Записи из набора данных:

┌──

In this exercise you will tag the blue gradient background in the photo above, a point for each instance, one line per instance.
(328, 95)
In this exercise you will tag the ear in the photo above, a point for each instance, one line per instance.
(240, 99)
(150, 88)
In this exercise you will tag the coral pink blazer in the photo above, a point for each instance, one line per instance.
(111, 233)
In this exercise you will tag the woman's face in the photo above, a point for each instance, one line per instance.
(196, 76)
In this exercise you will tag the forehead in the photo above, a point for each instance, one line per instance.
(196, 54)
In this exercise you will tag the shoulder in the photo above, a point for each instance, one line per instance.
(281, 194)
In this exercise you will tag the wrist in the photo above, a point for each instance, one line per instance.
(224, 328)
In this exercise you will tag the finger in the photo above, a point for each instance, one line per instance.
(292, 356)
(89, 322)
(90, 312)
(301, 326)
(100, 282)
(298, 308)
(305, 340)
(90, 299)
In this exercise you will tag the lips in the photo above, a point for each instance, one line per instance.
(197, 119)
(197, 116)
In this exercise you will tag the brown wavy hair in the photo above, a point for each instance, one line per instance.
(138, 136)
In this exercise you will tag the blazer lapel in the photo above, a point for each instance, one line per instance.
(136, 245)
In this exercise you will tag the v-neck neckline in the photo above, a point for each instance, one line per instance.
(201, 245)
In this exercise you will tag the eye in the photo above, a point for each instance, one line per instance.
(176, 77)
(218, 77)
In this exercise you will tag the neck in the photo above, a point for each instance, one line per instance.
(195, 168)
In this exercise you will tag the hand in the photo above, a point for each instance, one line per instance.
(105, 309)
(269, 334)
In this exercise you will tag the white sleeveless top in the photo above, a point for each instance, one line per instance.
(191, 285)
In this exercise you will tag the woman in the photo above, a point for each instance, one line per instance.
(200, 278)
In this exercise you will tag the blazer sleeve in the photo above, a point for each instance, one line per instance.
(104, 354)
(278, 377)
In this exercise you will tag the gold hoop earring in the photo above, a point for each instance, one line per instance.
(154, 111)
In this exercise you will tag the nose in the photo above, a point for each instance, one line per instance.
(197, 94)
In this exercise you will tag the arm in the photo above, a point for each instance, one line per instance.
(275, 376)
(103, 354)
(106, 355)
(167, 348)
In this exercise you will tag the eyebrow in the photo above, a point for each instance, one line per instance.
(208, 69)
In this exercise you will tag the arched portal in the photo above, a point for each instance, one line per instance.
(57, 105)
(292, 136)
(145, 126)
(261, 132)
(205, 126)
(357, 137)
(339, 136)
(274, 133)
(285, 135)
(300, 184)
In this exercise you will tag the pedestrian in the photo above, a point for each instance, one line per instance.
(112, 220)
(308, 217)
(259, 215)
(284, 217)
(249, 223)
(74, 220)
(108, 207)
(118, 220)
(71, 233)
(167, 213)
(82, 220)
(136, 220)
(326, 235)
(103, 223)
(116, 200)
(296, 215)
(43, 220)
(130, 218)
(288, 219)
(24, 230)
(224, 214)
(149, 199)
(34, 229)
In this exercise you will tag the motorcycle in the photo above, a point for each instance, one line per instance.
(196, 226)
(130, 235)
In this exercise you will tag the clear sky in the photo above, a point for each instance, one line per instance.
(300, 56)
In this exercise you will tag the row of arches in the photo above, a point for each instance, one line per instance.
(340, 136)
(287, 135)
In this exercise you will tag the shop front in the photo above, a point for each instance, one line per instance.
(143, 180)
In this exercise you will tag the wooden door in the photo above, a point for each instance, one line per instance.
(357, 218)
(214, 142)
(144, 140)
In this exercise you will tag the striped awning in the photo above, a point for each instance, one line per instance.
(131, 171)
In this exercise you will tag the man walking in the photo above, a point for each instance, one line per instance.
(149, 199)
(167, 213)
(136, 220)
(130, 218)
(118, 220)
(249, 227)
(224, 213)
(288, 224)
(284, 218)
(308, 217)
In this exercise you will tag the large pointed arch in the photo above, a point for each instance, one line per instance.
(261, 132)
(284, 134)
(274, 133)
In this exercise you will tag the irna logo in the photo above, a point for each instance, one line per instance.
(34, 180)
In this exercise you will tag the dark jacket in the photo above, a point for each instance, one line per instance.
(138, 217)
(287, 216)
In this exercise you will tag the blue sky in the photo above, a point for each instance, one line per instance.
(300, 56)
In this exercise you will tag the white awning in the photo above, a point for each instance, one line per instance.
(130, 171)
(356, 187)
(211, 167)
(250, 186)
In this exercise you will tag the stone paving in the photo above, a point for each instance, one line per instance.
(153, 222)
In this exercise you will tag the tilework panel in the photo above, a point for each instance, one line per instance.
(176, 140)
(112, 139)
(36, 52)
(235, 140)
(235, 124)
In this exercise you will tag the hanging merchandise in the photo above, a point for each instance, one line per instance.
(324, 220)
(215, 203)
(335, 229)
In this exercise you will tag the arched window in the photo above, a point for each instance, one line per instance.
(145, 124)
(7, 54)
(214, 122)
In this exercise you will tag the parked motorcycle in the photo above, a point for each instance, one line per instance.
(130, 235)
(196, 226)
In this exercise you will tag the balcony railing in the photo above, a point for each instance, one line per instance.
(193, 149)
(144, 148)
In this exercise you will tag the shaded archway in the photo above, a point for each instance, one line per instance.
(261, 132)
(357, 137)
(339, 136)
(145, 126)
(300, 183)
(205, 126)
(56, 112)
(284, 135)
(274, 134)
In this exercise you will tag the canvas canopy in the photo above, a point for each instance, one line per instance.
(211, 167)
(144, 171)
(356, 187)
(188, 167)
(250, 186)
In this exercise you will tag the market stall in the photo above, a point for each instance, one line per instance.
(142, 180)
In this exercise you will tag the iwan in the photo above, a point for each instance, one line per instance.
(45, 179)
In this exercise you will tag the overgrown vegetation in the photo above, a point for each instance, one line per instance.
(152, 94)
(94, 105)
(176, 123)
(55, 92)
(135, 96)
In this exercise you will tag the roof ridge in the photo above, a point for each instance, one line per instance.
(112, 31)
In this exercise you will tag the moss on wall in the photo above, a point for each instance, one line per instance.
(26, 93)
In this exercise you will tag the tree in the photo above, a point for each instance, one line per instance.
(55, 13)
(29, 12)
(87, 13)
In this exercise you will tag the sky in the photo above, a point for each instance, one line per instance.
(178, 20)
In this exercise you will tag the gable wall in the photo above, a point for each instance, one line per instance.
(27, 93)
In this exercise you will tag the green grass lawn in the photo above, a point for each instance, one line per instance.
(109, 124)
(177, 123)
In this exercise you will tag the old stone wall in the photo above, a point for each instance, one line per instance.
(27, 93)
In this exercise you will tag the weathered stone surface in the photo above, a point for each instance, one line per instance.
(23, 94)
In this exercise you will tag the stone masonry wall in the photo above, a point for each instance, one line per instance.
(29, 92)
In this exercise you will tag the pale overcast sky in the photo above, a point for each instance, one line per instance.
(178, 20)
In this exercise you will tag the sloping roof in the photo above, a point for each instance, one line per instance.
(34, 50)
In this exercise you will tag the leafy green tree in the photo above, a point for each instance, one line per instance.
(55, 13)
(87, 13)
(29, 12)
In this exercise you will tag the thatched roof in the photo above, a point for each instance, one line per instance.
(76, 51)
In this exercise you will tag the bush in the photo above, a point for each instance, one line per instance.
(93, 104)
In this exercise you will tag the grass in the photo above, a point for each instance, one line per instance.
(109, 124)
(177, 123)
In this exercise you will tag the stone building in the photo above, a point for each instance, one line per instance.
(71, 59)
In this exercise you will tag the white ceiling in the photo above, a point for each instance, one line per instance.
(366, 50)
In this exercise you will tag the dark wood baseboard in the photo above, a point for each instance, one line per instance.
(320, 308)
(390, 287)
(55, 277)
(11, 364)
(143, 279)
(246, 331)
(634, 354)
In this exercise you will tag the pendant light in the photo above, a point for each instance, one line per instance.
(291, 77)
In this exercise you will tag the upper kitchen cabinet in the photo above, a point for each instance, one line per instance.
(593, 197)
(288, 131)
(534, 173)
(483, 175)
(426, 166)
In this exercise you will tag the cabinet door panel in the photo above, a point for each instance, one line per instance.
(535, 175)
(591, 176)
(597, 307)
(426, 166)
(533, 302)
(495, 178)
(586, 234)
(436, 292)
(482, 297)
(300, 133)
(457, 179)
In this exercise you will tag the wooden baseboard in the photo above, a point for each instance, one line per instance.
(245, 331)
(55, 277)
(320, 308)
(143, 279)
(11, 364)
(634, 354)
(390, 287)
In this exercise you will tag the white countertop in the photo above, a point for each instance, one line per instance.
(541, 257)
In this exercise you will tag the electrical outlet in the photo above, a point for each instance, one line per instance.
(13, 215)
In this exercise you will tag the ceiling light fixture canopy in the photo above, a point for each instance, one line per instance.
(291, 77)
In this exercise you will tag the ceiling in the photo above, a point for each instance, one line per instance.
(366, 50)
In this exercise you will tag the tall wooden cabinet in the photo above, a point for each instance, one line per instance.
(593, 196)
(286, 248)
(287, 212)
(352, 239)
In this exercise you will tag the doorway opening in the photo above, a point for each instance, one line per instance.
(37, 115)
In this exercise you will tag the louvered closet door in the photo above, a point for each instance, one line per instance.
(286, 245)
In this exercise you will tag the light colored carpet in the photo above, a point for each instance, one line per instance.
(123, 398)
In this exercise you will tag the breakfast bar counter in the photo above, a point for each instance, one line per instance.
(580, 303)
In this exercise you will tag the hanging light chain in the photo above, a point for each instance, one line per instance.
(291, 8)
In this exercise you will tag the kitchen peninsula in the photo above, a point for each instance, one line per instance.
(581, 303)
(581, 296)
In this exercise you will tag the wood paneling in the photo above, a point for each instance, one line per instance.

└──

СУТЬ ЗАДАНИЯ: Перепишите подряд все строки списка, от строки с "In this exercise you will tag the doorway" до конца списка включительно, ничего не пропуская. При этом прибавьте −79 к каждой координате в ответах.

РЕЗУЛЬТАТ НИЖЕ:
In this exercise you will tag the doorway opening in the photo above, a point for each instance, one line per instance.
(-42, 36)
In this exercise you will tag the louvered closet door in the photo above, a point for each instance, one line per instance.
(207, 166)
In this exercise you will tag the light colored carpet in the photo above, a point for each instance, one line per instance.
(44, 319)
In this exercise you will tag the breakfast bar counter in the photo above, a point for each instance, one line per instance.
(501, 224)
In this exercise you will tag the hanging light chain in the photo above, a point for each instance, one line per instance.
(212, -71)
In this exercise you will tag the kitchen peninsula in the photo above, a point for each instance, one line per instance.
(502, 224)
(502, 217)
In this exercise you will tag the wood paneling in the photo above, a point for each instance, one line per instance.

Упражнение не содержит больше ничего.